State how many lines in the records below contain the word "stem". Give only the number.

## AVAILABLE RECORDS
────────
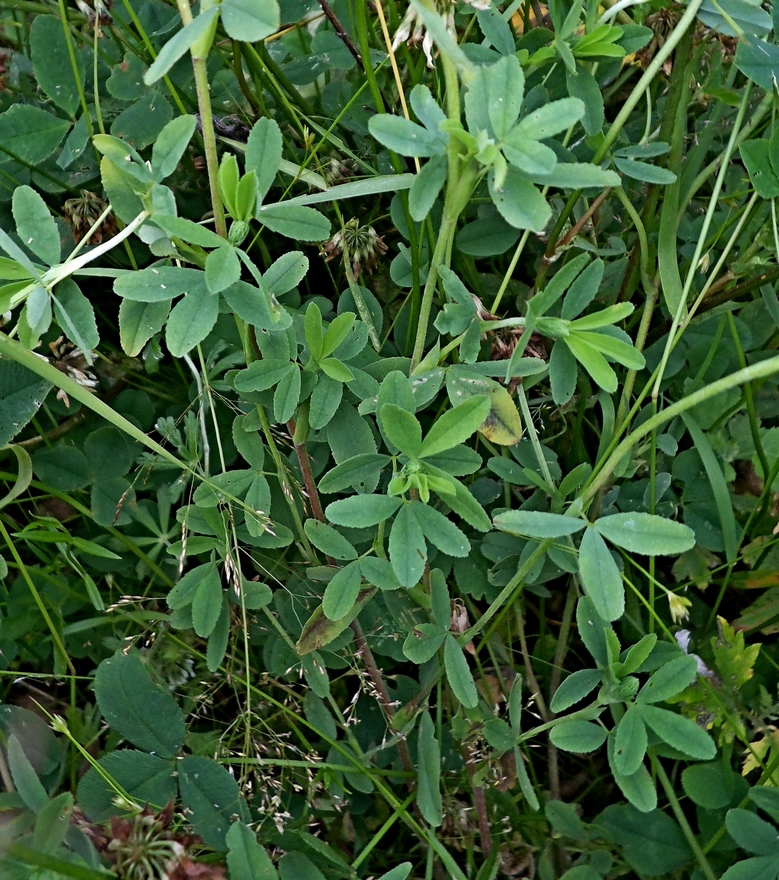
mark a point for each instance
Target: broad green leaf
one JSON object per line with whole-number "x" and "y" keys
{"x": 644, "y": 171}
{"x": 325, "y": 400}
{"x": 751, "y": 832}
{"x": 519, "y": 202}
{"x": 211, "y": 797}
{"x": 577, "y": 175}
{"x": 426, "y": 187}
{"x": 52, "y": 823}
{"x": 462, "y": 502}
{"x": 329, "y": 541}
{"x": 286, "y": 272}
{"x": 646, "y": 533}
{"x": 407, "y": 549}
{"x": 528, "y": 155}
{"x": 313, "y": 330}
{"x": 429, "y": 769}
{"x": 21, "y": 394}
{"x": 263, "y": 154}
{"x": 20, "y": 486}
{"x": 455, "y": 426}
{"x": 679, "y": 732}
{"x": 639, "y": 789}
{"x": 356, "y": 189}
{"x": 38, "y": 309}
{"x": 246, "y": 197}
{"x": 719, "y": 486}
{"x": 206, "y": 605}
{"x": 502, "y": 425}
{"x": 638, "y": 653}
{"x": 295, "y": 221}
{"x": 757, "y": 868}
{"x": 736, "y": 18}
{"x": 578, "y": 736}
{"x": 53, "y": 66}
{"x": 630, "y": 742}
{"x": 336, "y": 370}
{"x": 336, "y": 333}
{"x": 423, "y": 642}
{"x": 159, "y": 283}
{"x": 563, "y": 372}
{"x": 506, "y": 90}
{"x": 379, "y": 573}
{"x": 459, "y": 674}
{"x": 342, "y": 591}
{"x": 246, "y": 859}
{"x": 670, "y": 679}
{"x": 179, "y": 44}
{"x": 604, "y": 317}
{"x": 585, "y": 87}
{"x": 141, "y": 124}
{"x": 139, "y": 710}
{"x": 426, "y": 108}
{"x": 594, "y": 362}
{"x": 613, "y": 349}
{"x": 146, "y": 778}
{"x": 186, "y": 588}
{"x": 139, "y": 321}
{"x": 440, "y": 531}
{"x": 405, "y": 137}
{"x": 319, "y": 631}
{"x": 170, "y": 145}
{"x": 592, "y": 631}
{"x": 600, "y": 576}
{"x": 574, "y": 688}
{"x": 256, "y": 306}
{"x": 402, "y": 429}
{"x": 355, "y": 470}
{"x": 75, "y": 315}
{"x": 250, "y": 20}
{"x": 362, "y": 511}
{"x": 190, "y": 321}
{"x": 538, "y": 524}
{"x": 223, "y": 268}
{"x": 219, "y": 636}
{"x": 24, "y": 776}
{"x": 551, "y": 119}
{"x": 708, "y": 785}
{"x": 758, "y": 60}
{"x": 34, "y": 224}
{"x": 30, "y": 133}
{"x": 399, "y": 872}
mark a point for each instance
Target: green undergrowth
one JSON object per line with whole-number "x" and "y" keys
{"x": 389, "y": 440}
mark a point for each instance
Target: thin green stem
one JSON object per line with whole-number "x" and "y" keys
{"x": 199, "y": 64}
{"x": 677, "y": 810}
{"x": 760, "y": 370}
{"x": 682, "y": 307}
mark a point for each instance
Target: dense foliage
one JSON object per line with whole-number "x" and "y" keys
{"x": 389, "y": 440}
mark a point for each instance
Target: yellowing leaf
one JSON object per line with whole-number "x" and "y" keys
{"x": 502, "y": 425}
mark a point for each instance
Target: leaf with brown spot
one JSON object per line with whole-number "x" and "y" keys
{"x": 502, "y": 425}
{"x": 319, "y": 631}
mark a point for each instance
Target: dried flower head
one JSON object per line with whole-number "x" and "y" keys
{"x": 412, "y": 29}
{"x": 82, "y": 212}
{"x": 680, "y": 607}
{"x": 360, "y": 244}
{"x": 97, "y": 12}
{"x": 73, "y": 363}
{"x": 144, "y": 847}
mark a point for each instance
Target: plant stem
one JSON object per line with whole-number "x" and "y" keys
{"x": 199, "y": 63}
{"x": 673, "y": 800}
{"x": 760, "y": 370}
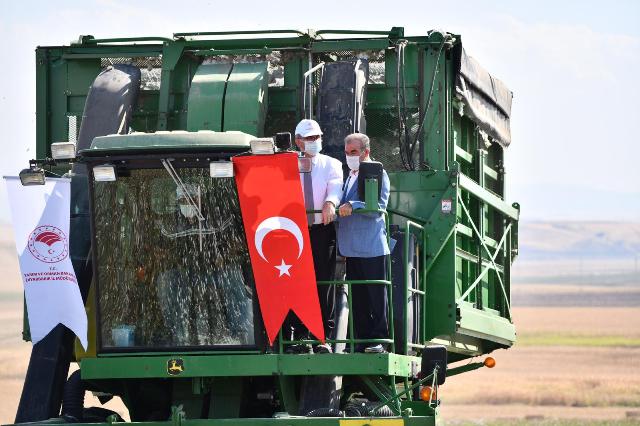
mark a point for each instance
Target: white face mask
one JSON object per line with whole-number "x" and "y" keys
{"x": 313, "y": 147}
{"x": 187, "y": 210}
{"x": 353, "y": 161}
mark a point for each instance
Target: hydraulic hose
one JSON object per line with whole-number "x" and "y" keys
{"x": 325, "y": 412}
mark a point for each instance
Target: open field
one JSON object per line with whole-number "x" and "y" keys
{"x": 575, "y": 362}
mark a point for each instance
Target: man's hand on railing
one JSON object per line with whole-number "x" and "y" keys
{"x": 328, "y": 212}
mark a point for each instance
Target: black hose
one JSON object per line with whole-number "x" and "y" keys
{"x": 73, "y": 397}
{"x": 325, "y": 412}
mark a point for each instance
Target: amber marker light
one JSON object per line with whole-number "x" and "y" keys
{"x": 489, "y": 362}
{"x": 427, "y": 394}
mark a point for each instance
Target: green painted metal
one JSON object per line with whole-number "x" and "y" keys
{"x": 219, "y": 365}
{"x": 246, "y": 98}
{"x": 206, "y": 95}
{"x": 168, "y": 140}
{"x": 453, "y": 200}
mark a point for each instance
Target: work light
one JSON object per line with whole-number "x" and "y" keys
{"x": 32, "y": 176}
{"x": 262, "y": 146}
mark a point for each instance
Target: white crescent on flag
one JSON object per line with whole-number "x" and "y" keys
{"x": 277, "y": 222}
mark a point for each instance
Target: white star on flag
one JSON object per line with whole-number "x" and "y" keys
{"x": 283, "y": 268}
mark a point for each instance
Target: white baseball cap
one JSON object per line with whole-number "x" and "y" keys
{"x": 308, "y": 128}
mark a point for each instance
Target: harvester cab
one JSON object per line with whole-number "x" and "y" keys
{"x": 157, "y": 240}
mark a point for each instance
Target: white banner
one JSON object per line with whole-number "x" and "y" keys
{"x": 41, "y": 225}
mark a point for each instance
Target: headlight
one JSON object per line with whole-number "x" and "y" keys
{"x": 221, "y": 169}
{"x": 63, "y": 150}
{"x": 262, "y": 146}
────────
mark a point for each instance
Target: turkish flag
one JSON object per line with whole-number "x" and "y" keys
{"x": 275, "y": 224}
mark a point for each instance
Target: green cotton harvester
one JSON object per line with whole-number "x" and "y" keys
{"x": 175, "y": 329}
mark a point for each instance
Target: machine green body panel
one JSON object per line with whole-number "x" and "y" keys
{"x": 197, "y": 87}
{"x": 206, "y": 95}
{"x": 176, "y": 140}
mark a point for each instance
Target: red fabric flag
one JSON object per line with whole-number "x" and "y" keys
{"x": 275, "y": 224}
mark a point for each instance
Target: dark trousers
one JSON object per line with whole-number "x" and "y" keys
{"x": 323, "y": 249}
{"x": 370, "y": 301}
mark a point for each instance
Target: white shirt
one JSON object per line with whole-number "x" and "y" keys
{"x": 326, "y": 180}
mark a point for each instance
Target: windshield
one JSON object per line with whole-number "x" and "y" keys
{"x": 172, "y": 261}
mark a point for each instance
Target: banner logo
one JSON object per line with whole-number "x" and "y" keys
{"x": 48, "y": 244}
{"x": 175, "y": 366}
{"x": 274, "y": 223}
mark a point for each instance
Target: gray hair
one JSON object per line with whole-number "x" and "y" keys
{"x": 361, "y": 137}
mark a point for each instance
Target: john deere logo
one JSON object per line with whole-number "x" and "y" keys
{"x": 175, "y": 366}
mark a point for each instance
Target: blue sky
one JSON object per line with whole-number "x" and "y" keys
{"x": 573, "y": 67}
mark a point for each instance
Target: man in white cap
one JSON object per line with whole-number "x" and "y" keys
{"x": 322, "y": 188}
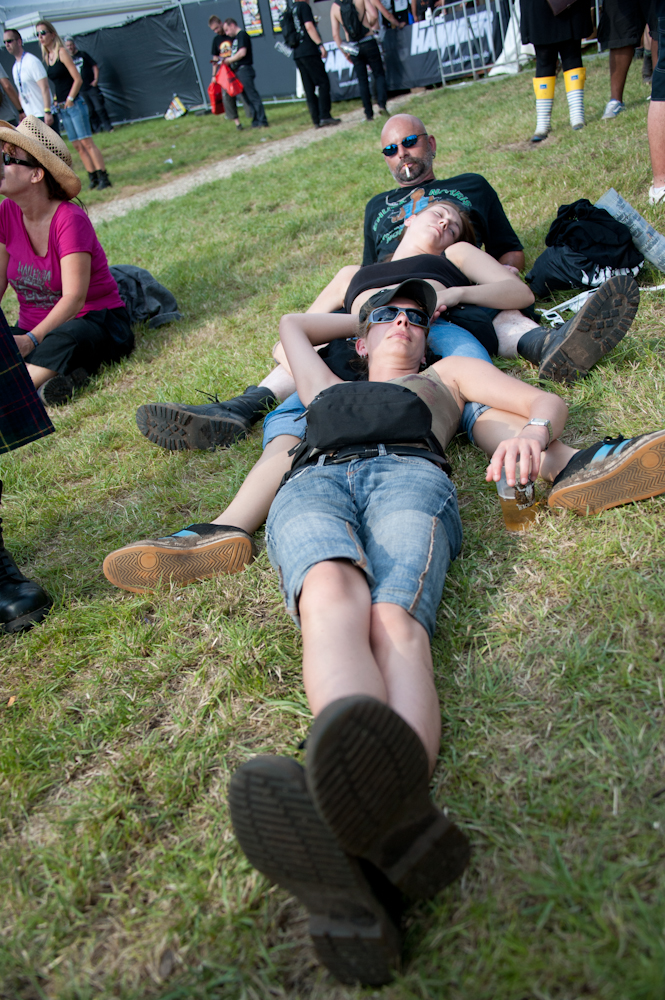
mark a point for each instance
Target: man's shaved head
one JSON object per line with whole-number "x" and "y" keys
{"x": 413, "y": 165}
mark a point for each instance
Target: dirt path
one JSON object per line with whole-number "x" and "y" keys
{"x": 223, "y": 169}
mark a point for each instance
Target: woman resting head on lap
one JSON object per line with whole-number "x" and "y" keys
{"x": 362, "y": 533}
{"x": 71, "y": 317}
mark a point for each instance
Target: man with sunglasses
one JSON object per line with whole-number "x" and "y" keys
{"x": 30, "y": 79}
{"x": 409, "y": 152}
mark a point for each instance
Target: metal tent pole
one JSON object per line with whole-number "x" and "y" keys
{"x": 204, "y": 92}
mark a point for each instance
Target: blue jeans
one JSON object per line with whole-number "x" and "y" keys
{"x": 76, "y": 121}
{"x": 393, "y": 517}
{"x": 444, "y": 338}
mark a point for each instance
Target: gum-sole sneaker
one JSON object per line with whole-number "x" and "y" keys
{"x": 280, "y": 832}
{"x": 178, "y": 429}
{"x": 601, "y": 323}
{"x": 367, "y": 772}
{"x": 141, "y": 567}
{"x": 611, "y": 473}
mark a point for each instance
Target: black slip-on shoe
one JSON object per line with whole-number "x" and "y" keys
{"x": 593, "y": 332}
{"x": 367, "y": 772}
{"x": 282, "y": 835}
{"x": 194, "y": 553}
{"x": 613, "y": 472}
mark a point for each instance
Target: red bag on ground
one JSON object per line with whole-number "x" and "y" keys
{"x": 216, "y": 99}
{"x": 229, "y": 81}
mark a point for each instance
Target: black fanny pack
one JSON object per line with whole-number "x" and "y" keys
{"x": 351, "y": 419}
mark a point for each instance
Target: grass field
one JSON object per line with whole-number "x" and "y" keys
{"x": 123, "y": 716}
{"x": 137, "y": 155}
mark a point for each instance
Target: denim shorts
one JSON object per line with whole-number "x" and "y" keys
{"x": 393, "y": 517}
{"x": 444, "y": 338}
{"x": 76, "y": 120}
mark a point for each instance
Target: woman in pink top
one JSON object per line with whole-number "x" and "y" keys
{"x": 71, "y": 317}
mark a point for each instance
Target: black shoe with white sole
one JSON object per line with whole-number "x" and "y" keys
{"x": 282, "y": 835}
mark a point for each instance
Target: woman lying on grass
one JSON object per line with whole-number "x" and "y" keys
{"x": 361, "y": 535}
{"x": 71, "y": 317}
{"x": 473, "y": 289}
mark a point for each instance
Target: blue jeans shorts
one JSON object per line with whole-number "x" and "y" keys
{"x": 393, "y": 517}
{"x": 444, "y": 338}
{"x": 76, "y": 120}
────────
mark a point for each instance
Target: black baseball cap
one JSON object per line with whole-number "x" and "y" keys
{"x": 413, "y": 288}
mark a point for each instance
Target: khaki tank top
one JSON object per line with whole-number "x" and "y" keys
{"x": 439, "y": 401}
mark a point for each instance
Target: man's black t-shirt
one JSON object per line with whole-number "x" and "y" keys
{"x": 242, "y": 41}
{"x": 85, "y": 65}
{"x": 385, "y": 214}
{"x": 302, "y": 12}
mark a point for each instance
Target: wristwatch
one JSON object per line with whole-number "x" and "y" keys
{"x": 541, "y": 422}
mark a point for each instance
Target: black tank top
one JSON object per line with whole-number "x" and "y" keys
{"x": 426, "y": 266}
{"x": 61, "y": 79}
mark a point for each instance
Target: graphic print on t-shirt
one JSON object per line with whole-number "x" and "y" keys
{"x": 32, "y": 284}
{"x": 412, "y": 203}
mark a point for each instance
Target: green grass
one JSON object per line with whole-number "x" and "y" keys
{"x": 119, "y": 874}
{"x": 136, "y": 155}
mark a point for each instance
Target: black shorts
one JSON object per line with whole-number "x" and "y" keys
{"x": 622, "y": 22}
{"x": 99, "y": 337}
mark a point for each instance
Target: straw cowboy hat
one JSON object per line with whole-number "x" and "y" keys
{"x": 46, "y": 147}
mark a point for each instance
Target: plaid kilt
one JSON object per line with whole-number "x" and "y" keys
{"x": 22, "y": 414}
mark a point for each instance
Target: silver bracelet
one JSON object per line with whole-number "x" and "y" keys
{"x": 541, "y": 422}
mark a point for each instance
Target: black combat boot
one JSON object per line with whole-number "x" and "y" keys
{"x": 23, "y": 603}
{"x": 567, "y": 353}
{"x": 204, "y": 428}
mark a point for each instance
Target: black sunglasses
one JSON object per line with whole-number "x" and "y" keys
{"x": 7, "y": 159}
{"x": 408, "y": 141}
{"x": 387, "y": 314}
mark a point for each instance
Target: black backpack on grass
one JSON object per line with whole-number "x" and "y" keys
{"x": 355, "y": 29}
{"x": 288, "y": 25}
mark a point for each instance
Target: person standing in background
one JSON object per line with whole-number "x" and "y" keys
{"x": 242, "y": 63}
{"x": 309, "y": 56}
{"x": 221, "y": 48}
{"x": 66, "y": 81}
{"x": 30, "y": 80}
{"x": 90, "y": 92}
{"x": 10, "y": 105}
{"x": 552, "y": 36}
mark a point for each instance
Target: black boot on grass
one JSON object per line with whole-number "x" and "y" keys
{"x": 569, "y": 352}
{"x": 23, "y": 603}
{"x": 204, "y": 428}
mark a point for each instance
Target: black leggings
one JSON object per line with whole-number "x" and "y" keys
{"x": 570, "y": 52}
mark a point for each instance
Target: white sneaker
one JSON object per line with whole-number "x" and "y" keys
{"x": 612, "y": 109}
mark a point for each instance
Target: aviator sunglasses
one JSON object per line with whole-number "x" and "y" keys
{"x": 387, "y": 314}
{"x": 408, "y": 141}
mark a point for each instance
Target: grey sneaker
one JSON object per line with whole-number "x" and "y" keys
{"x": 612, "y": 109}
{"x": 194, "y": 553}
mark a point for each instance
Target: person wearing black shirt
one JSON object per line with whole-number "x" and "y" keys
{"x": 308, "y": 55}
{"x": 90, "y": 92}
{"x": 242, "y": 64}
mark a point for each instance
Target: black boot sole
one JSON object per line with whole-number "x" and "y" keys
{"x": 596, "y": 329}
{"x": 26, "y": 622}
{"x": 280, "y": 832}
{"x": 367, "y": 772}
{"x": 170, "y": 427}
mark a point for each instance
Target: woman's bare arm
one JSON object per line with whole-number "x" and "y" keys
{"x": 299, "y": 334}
────────
## RESULT OF THE EXERCISE
2